Set task:
Rewrite the listing from the line with "Retail shelf audit request: identify every house" to the line with "319,97,338,110", replacing "bounding boxes" with "box coordinates" and leaving everything else as it is.

Items:
╭──
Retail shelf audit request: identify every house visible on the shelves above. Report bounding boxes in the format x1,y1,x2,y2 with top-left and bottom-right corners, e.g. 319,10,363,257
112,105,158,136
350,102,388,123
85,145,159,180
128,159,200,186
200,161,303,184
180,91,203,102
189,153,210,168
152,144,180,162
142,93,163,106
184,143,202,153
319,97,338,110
╰──
╭──
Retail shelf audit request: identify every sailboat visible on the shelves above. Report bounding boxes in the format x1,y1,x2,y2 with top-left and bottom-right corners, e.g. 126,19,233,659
╰──
╭──
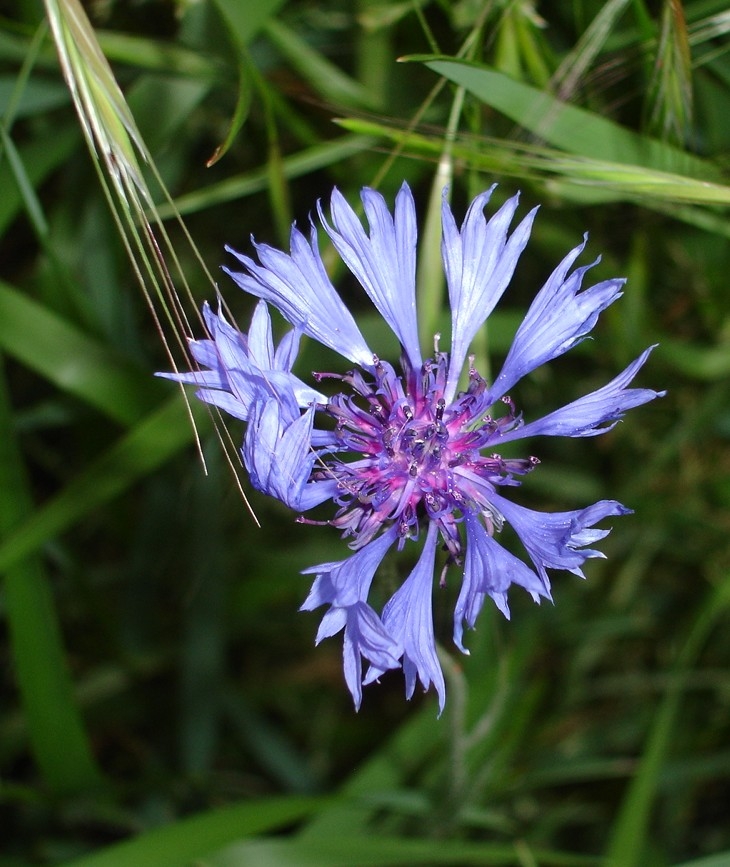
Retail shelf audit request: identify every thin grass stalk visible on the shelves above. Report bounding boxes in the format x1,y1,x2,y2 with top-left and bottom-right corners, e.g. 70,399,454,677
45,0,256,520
╰──
Completed exercise:
Retail shelf audit request: identify every house visible on the shelves above. Report box coordinates in the format x1,y1,x2,y2 with top-left and bottom-right corners, e.g. 319,10,363,257
112,105,158,136
350,102,388,123
85,145,159,180
128,159,200,186
200,161,303,184
180,91,203,102
189,153,210,168
152,144,180,162
142,93,163,106
184,143,202,153
319,97,338,110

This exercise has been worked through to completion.